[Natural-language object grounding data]
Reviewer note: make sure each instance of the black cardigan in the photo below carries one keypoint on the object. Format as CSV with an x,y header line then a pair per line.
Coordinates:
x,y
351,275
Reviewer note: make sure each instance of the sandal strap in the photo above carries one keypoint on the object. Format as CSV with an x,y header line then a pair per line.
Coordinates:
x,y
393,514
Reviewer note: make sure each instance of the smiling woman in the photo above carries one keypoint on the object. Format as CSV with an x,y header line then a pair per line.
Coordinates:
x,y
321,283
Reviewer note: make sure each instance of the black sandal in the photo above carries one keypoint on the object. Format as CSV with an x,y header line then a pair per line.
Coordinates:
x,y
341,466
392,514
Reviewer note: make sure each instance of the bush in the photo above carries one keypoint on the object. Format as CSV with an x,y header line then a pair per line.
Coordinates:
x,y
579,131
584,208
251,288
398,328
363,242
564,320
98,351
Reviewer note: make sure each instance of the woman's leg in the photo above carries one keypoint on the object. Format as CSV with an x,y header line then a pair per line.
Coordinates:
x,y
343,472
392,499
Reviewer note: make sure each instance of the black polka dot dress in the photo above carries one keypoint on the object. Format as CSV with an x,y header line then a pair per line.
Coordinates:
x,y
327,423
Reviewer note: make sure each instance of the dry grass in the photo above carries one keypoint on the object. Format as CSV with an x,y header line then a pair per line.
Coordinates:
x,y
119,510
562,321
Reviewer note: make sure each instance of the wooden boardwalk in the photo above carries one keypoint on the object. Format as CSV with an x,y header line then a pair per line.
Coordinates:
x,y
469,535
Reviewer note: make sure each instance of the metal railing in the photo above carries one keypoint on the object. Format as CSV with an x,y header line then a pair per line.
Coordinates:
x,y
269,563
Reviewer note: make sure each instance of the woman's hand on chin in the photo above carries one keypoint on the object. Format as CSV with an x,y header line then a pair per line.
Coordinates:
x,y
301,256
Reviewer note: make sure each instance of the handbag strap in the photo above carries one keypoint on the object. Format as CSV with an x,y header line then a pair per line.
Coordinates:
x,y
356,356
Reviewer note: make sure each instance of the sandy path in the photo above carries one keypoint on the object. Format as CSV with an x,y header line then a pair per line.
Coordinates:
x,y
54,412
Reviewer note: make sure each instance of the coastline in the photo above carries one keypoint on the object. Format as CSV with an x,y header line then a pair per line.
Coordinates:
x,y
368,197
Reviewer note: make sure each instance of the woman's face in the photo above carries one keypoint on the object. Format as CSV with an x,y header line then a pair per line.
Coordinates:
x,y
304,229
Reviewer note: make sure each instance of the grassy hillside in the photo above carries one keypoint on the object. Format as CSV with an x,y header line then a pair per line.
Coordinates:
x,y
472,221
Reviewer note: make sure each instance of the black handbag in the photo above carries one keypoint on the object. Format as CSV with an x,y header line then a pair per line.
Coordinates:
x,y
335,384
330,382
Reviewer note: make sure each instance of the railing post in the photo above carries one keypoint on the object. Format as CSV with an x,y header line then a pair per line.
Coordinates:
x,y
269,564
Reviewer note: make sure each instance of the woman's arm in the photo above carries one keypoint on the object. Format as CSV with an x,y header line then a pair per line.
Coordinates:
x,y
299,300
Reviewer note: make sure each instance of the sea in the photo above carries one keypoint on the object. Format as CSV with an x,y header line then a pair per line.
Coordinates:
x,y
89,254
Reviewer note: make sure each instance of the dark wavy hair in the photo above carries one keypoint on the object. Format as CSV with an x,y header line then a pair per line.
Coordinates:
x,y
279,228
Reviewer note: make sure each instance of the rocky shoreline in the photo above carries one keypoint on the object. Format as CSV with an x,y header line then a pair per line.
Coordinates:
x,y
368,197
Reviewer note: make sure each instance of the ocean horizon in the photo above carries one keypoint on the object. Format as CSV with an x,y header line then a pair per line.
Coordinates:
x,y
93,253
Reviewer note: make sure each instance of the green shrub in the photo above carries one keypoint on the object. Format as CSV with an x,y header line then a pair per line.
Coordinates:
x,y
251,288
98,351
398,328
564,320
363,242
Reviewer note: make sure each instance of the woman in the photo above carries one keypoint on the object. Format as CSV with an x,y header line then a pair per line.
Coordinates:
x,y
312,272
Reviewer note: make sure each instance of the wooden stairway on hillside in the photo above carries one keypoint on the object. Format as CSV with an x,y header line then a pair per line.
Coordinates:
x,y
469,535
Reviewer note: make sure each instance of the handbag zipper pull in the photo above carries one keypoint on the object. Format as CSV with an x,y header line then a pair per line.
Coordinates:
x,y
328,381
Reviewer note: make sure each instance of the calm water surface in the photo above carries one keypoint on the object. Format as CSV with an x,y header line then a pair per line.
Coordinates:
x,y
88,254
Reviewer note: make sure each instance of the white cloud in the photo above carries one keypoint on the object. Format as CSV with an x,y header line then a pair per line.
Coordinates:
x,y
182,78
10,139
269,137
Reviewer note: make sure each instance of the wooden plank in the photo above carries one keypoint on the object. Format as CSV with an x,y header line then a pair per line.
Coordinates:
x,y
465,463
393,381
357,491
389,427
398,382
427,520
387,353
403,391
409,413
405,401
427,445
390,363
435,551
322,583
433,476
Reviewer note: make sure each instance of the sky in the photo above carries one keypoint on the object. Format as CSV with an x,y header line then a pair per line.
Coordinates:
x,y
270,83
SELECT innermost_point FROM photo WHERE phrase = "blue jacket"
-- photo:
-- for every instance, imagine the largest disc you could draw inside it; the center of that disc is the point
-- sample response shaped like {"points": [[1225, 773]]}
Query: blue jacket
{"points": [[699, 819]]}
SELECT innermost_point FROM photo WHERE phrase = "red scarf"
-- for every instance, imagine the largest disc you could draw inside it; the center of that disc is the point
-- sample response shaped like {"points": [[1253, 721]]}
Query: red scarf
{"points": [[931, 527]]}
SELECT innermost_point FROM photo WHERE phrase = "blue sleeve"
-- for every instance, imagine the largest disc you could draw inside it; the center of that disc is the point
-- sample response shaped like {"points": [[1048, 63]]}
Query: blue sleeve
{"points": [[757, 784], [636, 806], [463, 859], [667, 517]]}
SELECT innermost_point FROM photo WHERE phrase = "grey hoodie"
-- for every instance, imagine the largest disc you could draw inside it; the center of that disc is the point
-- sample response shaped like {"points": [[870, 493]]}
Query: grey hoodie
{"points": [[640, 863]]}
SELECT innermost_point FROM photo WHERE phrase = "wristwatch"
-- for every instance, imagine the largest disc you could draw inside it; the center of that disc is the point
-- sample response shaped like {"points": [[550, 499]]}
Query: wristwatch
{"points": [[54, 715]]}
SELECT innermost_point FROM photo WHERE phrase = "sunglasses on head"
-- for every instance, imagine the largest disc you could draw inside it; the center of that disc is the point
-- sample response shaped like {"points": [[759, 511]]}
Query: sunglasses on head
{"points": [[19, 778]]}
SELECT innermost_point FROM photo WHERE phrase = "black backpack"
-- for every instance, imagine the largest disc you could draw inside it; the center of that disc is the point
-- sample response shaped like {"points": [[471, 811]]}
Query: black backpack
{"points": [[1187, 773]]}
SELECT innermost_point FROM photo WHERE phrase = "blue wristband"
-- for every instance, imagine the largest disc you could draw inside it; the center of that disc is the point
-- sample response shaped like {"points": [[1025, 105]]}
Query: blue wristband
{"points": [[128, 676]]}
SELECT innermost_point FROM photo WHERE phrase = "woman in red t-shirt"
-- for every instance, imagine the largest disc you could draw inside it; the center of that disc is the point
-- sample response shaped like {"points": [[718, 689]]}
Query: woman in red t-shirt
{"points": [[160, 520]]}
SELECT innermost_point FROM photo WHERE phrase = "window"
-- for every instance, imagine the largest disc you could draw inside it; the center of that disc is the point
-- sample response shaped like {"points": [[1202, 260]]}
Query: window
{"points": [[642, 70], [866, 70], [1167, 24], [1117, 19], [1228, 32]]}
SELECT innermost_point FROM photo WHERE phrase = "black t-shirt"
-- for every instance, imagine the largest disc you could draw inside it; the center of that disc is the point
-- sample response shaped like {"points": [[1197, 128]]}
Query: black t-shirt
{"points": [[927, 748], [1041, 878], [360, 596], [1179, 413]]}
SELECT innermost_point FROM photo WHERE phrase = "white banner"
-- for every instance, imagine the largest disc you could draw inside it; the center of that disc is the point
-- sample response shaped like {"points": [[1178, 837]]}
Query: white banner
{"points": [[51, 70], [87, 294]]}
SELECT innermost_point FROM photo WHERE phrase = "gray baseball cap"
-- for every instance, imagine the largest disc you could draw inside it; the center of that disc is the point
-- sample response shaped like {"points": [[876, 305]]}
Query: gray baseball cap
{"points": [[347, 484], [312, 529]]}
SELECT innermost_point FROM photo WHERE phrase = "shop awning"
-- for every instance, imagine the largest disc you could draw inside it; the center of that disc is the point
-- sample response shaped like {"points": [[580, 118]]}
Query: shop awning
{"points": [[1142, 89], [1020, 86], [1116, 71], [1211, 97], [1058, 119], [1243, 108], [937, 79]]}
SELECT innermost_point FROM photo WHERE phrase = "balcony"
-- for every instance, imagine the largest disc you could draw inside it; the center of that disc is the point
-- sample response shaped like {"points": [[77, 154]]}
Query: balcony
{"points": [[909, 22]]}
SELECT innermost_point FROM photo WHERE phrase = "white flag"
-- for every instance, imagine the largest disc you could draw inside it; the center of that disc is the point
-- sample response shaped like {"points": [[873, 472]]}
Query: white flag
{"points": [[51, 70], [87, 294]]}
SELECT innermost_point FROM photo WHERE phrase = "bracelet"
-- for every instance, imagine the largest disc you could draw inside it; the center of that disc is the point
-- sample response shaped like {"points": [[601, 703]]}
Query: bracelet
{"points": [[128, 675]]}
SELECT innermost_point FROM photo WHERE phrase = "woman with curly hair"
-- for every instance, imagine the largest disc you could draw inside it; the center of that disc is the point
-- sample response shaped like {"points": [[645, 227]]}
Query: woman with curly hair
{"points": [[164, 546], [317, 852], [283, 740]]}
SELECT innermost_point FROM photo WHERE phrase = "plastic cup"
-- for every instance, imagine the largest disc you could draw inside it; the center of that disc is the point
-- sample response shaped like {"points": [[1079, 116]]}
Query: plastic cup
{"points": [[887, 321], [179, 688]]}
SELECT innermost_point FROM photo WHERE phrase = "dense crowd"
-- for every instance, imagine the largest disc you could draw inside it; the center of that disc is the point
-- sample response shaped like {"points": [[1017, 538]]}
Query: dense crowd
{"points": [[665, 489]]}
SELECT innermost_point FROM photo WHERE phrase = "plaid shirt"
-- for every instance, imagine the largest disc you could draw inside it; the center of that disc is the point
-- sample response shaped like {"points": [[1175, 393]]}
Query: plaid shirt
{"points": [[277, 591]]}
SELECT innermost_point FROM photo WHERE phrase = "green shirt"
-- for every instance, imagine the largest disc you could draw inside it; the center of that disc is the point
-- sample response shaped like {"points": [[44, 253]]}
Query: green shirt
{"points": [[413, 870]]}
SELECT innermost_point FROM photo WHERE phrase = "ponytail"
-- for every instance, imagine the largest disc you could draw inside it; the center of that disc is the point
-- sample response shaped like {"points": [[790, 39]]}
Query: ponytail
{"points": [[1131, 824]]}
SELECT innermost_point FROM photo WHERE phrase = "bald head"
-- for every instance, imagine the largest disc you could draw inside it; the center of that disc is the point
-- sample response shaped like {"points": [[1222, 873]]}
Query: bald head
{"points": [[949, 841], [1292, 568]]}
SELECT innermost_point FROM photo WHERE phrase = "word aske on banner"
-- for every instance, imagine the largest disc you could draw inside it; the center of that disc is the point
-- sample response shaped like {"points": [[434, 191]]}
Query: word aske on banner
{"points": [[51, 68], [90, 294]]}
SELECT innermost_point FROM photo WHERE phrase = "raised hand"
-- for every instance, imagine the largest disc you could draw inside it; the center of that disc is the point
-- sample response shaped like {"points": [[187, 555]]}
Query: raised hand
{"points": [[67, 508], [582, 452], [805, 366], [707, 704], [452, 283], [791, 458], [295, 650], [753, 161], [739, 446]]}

--- Exercise directions ---
Copy every line in the records above that contains the word "strap".

--- Written reply ---
Reviewer note: make sure each instance of the sandal strap in the photo above carries one keypoint on the object. Format as CSV with an x,y header line then a pair per line.
Reviewer note: make sure each instance of the handbag strap in the photo above carries one keypoint on the object. Format as CSV with an x,y header line then a pair per line.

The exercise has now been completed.